<<<<

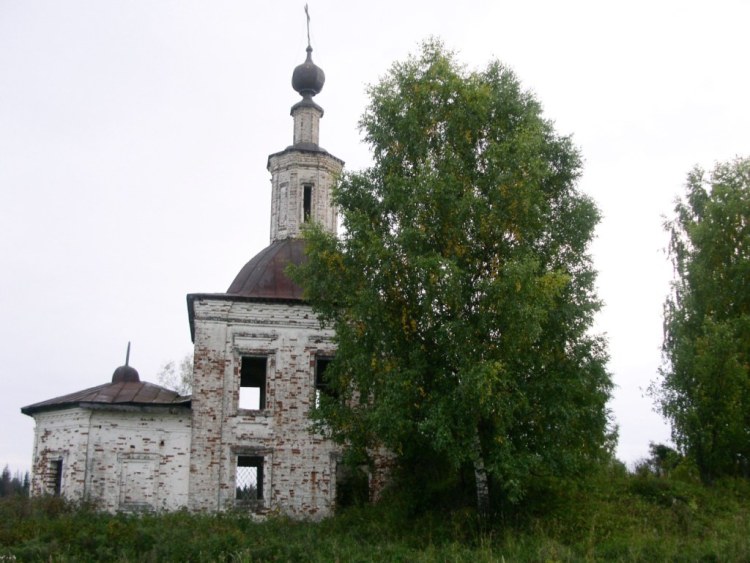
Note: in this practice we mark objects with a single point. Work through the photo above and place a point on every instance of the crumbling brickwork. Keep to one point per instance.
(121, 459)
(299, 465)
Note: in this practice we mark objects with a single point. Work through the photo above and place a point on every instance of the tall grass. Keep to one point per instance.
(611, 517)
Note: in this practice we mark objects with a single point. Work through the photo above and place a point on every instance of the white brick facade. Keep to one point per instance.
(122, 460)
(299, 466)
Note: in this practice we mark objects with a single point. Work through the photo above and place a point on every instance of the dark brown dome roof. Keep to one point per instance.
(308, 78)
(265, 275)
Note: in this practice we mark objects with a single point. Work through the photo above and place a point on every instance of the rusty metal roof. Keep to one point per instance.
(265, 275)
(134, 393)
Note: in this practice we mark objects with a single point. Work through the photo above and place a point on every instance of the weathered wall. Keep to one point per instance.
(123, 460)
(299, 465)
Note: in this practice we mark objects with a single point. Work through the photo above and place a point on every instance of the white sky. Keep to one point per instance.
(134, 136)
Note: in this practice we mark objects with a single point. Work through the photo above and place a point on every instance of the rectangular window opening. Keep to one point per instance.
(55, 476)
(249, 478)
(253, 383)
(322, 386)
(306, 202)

>>>>

* Your instructions
Restate the full listing word for word, excluding images.

* Task output
Note: in this practice we mark objects with a single point. Work through the photo above and place a point on every instance of the crumbling brickwork. Keep to one point per instance.
(121, 459)
(299, 465)
Note: in this practice we mark objects with a single point. Work through the photo above and place a point on every instance of the tall grass. Keep to one point per instance.
(611, 517)
Note: in this practice we mark objects with a single point. Work through the photo above and place a point on every instance of the white brick facade. Keep to one point per instance.
(122, 460)
(299, 466)
Note: in this practice we mark objects with a single point. Work through the photo above and place a point on every instance of the dark brown dome roof. Keep to one point per instance.
(308, 78)
(265, 275)
Note: in this practice we mark objects with a single point. Work through the photo above and place a point on every instance of the rusty metal roof. Keep to one point per instance.
(265, 275)
(134, 393)
Note: in this practice we mark objects with a single point. Work through the photo above and place a point on every instance of the weathered wall. Keep to one point per instance.
(123, 460)
(299, 465)
Note: in this practice we mark objects with a single point. Work through the photo above and place a point on every instance of the white sky. Keep to one point per instance.
(134, 136)
Note: in this practice we mark objects with a single point. Work through the photo above and place a point on every instance of the rectangular window opening. Keep to one point per instance.
(55, 476)
(249, 478)
(253, 383)
(322, 386)
(306, 202)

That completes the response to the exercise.